◆ Given text ◆

'''

In the Introduction to his new book on the medals of the Lusitania
Greg Burns describes how he became interested in the medal and ended up writing a book. He kindly forwarded the text for The E-Sylum
Near the end of November, 2002, I was in a local coin
shop and noticed an odd-looking medal with the image of a
skeleton on it. I remembered having seen one like it perhaps
twenty years before in the book, The Beauty and Lore of
Coins, Currency and Medals, by Elvira and Vladimir ClainSteffanelli. It’s a large beautiful book, illustrated with wonderful color photos on glossy pages, and filled with myriad
stories dotting the landscape of all of numismatics: primitive
money, ancients, medieval and modern coins, paper money
and medals. You should peek at it if you ever get the chance.
While the Clain-Steffanelli book hadn’t passed along any of
the details of the story behind the gruesome medal, it did devote an entire page to showing the obverse and reverse of the
medal, and had attracted my eye at the time because of it’s
macabre image. It was distinctive and I had remembered it.
Now here before me was what appeared to be the same
medal, and the bid board listing for the piece was only $20.
No one had bid on it yet, and with but a day or so to go
before the bid board closed, I wrote my bid number and the
$20 reserve price down on the medal’s ticket. A few days
later I went to the shop and was happy to find that no one had
bid against me and I had won the piece. I took it home, put
it in a new plastic flip with a label for storage, and stuffed
it in a box alongside numerous other pieces which shared a
common theme of having been impulse buys. It might have
languished there and this book never been written, except for
a short trip I took a couple of months later.
In early 2003 I traveled from my home in Upland, California,
up to San Jose to attend the semi-annual convention of
the California State Numismatic Association (CSNA). I had
recently agreed to take on editing and publishing the journal
of the CSNA1 and wanted to attend their gathering to introduce
myself to the various movers and shakers in the association
and get to know them. While I was at the first day of the
show (a Saturday/Sunday affair), I wandered the bourse floor
looking over the offerings of the various dealers. I’m usually
not too interested in display cases filled with slabbed coins,
but often stop to look over the cases that have unusual and
strange looking things in them.
As I glanced at a case that had caught my eye, what did
I see? Not one, but two medals that looked similar to mine.
Now this was strange. I hadn’t seen one of these pieces for
twenty years after first seeing it in the Clain-Steffanelli book,
and here within a couple of months I had stumbled on a treasure
trove of them.

'''

◆ Set problem 1 ◆
Reproduce the stretch of entries from the line containing "stone column, a" through the line containing "181], [282, 338]]".
The account of the Lusitania medal and the entries that come after it have no connection to each other.

◆ Data to process ◆
'''

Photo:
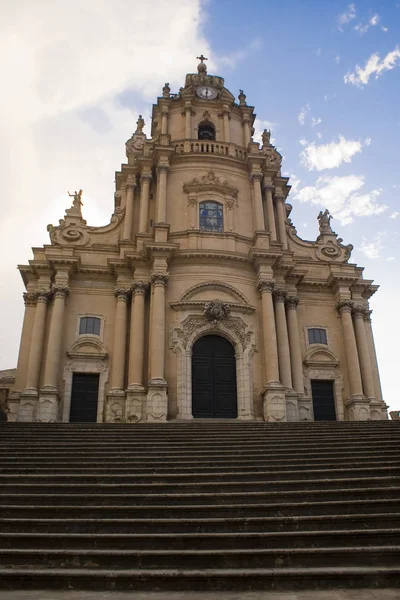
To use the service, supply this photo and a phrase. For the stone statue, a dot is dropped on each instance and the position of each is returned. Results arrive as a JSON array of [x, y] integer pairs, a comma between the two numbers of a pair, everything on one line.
[[77, 202], [324, 219], [266, 137], [140, 124]]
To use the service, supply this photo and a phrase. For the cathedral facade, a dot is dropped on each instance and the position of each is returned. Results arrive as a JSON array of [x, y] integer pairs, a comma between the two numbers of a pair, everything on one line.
[[198, 299]]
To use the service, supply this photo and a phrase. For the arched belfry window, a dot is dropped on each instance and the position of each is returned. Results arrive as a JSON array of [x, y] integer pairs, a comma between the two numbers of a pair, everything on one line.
[[206, 131], [211, 216]]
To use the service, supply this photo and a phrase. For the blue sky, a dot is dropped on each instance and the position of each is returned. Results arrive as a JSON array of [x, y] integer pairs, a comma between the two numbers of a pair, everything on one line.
[[323, 74]]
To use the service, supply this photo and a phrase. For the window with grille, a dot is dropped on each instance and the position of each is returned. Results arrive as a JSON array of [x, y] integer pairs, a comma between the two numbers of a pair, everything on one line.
[[89, 325], [317, 336], [211, 216]]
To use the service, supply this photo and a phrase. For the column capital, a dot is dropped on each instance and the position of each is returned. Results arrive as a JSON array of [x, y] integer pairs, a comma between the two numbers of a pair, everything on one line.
[[60, 290], [121, 294], [159, 279], [344, 306], [162, 169], [30, 298], [292, 302], [43, 295], [265, 285], [279, 295], [256, 177], [139, 288]]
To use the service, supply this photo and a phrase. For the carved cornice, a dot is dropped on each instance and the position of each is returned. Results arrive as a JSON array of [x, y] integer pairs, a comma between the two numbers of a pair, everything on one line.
[[30, 298], [345, 306], [159, 279], [266, 285], [60, 290], [292, 302], [122, 294], [139, 288]]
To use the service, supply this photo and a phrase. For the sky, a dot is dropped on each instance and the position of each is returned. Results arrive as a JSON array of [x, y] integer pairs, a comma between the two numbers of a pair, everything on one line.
[[323, 75]]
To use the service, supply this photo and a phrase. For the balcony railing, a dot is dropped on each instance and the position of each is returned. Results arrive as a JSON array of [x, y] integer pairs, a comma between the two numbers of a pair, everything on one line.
[[210, 147]]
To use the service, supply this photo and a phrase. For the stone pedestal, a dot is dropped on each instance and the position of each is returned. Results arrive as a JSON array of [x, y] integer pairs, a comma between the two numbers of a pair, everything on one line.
[[135, 409], [157, 400], [48, 405], [274, 402]]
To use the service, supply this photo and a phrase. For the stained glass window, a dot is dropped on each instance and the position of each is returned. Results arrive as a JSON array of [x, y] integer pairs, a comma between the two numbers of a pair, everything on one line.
[[211, 216]]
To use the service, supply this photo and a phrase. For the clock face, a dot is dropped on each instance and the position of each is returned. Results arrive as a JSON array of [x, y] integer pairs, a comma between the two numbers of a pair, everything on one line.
[[206, 92]]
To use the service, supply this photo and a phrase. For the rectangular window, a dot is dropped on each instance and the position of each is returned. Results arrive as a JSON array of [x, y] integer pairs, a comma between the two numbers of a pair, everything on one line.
[[89, 325], [317, 336]]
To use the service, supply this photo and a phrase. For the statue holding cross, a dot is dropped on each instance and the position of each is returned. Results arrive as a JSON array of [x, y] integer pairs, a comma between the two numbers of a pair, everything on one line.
[[202, 67]]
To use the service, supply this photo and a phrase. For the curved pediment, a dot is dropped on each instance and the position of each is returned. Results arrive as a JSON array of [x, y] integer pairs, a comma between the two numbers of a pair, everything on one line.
[[320, 356], [87, 347]]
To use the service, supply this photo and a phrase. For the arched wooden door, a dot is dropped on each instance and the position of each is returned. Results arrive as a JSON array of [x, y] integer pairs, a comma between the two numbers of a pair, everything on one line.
[[214, 379]]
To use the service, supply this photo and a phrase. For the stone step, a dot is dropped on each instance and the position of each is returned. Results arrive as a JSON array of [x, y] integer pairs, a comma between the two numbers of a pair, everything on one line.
[[198, 497], [334, 522], [234, 539], [241, 486], [363, 556], [207, 579], [116, 467], [245, 477], [200, 511]]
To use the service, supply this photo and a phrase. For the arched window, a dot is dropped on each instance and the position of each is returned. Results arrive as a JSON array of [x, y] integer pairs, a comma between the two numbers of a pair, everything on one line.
[[89, 325], [211, 216], [206, 131]]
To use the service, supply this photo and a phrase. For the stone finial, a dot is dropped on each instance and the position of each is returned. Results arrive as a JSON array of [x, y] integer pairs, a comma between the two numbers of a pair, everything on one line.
[[166, 91], [242, 98], [324, 220], [140, 124]]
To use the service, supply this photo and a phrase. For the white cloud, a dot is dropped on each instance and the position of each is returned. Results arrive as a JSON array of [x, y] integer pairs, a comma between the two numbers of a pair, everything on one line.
[[341, 196], [303, 113], [62, 114], [346, 16], [259, 126], [373, 66], [372, 248], [362, 28], [329, 156]]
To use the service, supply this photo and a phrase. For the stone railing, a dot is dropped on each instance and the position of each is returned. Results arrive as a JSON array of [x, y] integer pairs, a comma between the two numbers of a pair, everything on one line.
[[210, 147]]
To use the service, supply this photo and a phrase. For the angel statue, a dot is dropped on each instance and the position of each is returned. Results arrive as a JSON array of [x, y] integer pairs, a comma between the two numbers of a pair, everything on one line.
[[77, 202], [324, 219]]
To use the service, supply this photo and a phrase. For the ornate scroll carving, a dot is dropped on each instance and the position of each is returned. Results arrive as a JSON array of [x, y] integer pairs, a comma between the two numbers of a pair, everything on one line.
[[216, 310]]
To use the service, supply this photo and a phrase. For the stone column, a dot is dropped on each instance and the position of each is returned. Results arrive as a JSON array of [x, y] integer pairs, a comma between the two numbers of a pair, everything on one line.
[[188, 121], [258, 213], [226, 117], [281, 210], [120, 331], [358, 408], [130, 191], [157, 399], [294, 344], [48, 400], [37, 341], [271, 227], [162, 171], [274, 393], [164, 119], [372, 353], [363, 352], [136, 342], [145, 181], [282, 338]]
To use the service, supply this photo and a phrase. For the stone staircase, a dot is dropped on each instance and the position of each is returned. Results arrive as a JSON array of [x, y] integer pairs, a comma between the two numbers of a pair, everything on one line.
[[200, 505]]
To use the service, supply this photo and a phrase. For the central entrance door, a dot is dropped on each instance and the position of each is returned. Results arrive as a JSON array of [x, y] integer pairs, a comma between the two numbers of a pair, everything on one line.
[[214, 379], [84, 397]]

'''

◆ Set problem 2 ◆
Continue the account of finding the Lusitania medals from the point where the text stops.

◆ Task output 1 ◆
To use the service, supply this photo and a phrase. For the stone column, a dot is dropped on each instance and the position of each is returned. Results arrive as a JSON array of [x, y] integer pairs, a comma between the two numbers of a pair, everything on one line.
[[188, 121], [258, 213], [226, 117], [281, 210], [120, 331], [358, 408], [130, 191], [157, 399], [294, 344], [48, 400], [37, 341], [271, 227], [162, 171], [274, 393], [164, 119], [372, 353], [363, 352], [136, 342], [145, 181], [282, 338]]

◆ Task output 2 ◆
Intrigued, I asked the dealer standing near
the case if I could look over his two medals. He pulled them
out of the case and handed them to me, explaining, “They
have two different dates.” It was true. One showed the date as
“5 MAI” and the other as “7 MAI.” Now here was a puzzlement.
For the life of me I couldn’t remember what my medal back home showed as a date, and here were two medals with
differing dates, and both medals looked to be in better condition
than the one I owned.
I asked the dealer how much for each of the medals. He
responded with something like $55 for one and $65 for the
other. I don’t remember what the point of distinction was,
but being a frugal man I opted for the cheaper of the two. It
turned out to be the one marked “7 MAI.” In fact, I bargained
the gentleman down to $40 for the piece. I was pretty happy
with my lucky buy and resolved to compare it to my previous
purchase when I returned home late the following day.
However, later that Saturday night, something bothered
me. If you’re a collector I’ll bet you’ve experienced the same
thing, too. You see, I knew that there was another medal in
that dealer’s case, and it wasn’t the exact same design as the
one I had bought. Plus, it was a nicer looking one than the
one I had back home. I fretted for a while, not quite knowing
what was bothering me, but soon lit on the source: if I didn’t
possess that third medal, I might never know what I had
passed up. It must be a different variety of the medal, and as
you know, collectors like nothing better than to be able to say
they have a complete collection. I wanted that third medal
and knew I would know no peace until I had it.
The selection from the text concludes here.